++++ Data in this exercise ++++
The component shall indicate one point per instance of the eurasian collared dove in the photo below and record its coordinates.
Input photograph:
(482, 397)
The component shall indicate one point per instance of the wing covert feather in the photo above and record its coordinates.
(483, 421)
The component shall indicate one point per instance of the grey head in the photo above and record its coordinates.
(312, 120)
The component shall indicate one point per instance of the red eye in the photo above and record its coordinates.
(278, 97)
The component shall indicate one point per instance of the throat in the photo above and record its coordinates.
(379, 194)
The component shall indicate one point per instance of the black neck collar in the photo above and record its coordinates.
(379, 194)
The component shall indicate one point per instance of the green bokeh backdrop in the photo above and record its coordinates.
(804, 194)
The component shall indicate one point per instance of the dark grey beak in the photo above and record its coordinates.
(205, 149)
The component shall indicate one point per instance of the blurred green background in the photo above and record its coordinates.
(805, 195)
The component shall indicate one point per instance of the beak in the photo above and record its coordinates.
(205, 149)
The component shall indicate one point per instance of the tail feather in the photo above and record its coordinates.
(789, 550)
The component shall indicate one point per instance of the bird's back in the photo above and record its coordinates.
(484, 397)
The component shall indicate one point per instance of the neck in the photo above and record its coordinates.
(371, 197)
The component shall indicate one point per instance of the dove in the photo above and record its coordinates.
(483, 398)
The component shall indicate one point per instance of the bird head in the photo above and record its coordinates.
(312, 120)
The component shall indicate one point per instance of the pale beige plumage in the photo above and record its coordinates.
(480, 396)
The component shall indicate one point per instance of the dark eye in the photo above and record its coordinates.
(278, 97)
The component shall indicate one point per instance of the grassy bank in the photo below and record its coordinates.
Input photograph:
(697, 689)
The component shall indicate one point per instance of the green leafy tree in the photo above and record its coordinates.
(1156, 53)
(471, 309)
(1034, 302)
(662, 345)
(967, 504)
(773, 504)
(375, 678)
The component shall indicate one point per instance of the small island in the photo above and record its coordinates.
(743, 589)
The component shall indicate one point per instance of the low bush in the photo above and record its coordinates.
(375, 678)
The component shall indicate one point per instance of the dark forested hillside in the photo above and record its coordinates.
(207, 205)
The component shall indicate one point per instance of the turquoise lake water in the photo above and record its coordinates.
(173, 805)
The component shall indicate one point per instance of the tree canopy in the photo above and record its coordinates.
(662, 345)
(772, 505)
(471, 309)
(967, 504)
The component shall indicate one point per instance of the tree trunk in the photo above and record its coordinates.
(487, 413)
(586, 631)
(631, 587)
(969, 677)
++++
## Problem to solve:
The records above should be repeated in full, exactly as given.

## Response for this exercise:
The component shall indicate one point per instance of the eurasian collared dove in the photo below and record its coordinates.
Input photograph:
(482, 397)
The component shall indicate one point per instance of the wing covert feather in the photo above and record its coordinates.
(483, 421)
The component shall indicate one point per instance of the grey head in the photo above and record its coordinates.
(312, 120)
The component shall indicate one point per instance of the red eye in the photo above and record its coordinates.
(278, 97)
The component shall indicate one point per instance of the throat in the photo above and record its coordinates.
(379, 194)
The component shall indicate one point per instance of the black neck collar in the photo above and record its coordinates.
(379, 194)
The component shall indicate one point per instance of the green bokeh backdrop in the photo above and record its coordinates.
(804, 194)
The component shall indicate one point per instance of the dark grey beak in the photo above and record its coordinates.
(205, 149)
The component shall indicate one point per instance of the blurred green background in the photo above and record its coordinates.
(805, 195)
The component shall indicate one point per instance of the beak in the photo above and record its coordinates.
(205, 149)
The component shall indicate one point per instance of the tail feather in the photo above and record its coordinates.
(789, 550)
The component shall indicate one point per instance of the bird's back in the photo above and record its coordinates.
(484, 397)
The component shall indicate one point per instance of the neck in the photo above and record its coordinates.
(371, 197)
The component shall indicate one point per instance of the dove in the photo above and record its coordinates.
(483, 398)
The component shall indicate one point per instance of the bird head in the photo above and record its coordinates.
(312, 120)
The component shall indicate one point per instance of the pale beige plumage in the photo above and record its coordinates.
(480, 396)
The component shall indicate one point per instance of the dark eye in the photo above and record its coordinates.
(278, 97)
The component shall indicate one point per instance of the grassy bank in the photo below and record its coordinates.
Input photograph:
(697, 689)
The component shall indicate one point per instance of the green leafy tree in the photo above and record its coordinates.
(1156, 53)
(471, 309)
(1034, 302)
(662, 345)
(967, 504)
(773, 504)
(375, 678)
The component shall indicate one point per instance of the small island in the photo above and record its coordinates.
(743, 589)
The component shall indicate one point per instance of the low bush in the photo above and record its coordinates.
(375, 678)
The component shall indicate one point per instance of the dark forested hillside in the photo above and record its coordinates.
(207, 205)
The component shall indicate one point per instance of the turquoise lake water in the photo above and record its coordinates.
(173, 805)
The component shall indicate one point per instance of the tree canopy in the photo above and record its coordinates.
(662, 345)
(772, 505)
(471, 309)
(967, 504)
The component shall indicate one point per instance of the tree trunk in the photo above and record its coordinates.
(487, 413)
(586, 631)
(631, 587)
(969, 677)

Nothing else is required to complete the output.